Find each line in the entries below that contains the word "dumpster" and copy those lines.

> Listed records
***
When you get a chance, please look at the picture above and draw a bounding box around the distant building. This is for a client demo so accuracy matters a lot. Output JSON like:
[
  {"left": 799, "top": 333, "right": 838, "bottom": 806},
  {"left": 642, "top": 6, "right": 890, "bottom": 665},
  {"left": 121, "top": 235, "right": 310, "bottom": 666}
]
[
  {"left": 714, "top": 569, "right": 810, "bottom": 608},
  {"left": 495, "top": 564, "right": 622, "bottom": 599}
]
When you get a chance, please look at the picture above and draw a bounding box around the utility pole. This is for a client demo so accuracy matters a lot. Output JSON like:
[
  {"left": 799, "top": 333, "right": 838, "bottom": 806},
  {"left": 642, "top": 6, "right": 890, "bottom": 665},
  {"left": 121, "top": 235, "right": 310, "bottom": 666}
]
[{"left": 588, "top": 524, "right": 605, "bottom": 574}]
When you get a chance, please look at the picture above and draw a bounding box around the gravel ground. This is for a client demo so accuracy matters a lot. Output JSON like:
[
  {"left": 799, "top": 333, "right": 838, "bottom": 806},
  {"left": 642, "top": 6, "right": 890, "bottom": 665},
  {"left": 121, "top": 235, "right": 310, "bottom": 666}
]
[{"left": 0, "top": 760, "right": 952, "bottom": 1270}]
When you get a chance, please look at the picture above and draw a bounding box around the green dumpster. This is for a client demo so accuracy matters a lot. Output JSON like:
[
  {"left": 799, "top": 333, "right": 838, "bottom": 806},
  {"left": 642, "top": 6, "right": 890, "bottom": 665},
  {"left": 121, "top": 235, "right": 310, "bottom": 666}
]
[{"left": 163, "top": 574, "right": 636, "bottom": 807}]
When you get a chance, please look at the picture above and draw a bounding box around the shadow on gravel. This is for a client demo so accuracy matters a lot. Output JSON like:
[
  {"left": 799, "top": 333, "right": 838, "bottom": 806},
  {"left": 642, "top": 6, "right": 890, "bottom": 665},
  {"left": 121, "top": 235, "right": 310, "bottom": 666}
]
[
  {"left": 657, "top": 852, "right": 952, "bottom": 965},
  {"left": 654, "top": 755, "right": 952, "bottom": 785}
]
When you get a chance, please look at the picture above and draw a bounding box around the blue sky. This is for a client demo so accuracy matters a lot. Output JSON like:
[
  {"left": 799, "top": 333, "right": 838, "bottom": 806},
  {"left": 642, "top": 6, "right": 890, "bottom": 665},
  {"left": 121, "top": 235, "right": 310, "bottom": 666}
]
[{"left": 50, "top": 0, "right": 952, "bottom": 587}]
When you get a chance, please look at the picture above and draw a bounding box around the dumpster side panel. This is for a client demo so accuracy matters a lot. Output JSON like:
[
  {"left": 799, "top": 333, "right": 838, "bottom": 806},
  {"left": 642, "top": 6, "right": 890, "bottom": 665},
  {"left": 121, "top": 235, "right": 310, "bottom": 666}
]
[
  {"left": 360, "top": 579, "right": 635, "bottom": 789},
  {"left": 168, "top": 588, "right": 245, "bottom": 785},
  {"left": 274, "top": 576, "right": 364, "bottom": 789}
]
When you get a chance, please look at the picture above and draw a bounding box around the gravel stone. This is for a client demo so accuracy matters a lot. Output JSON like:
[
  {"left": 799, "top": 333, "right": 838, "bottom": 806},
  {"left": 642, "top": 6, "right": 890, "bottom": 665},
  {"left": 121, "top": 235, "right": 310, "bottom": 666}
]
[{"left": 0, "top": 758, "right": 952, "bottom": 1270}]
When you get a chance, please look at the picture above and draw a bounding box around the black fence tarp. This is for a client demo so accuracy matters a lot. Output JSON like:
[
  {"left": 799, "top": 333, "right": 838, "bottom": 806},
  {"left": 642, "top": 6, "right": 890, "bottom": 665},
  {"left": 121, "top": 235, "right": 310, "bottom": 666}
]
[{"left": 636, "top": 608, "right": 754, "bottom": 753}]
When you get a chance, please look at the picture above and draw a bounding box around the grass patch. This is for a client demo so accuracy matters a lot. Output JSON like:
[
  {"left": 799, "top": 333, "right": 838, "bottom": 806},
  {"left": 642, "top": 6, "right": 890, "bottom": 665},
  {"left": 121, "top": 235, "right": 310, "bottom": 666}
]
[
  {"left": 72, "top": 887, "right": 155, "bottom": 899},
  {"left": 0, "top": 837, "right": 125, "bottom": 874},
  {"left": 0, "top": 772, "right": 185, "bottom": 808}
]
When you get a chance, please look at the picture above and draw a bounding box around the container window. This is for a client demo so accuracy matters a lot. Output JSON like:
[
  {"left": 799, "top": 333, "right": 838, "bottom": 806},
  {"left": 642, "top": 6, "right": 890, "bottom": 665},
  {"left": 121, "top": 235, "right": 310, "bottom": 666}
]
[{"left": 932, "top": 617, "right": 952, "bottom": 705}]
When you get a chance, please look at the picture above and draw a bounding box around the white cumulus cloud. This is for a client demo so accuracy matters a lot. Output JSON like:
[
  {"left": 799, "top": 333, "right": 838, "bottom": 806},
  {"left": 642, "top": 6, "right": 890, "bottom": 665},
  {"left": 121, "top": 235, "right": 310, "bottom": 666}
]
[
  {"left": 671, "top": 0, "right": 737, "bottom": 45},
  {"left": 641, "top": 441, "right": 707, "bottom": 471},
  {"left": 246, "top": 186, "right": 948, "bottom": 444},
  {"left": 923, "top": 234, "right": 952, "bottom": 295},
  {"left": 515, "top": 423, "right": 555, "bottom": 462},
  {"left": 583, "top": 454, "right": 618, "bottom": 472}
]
***
> Response for this exercise
When you get a chance, please look at the picture above and draw a bounding box around the green dumpster. This is for a client demo so accuracy matters a lot. Output JSON like:
When you get a chance, please look at the picture above and draw a bounding box around the dumpster side panel. This is for a client demo so accuracy matters a lot. Output JSON like:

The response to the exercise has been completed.